* Your instructions:
Copy out the lines below that hold the word "each".

* Supplied records:
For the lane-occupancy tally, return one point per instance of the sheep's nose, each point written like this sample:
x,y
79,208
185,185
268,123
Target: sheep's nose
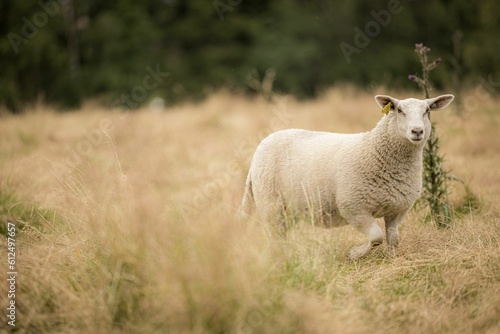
x,y
417,131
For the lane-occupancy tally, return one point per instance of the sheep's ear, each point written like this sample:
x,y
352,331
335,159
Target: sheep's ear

* Output of the exercise:
For the lane-occupancy tally, return one point per instance of the sheep's nose, each point written like this sample:
For the lane-occupancy tally, return one point per instance of the sheep's ear, each point written like this sample:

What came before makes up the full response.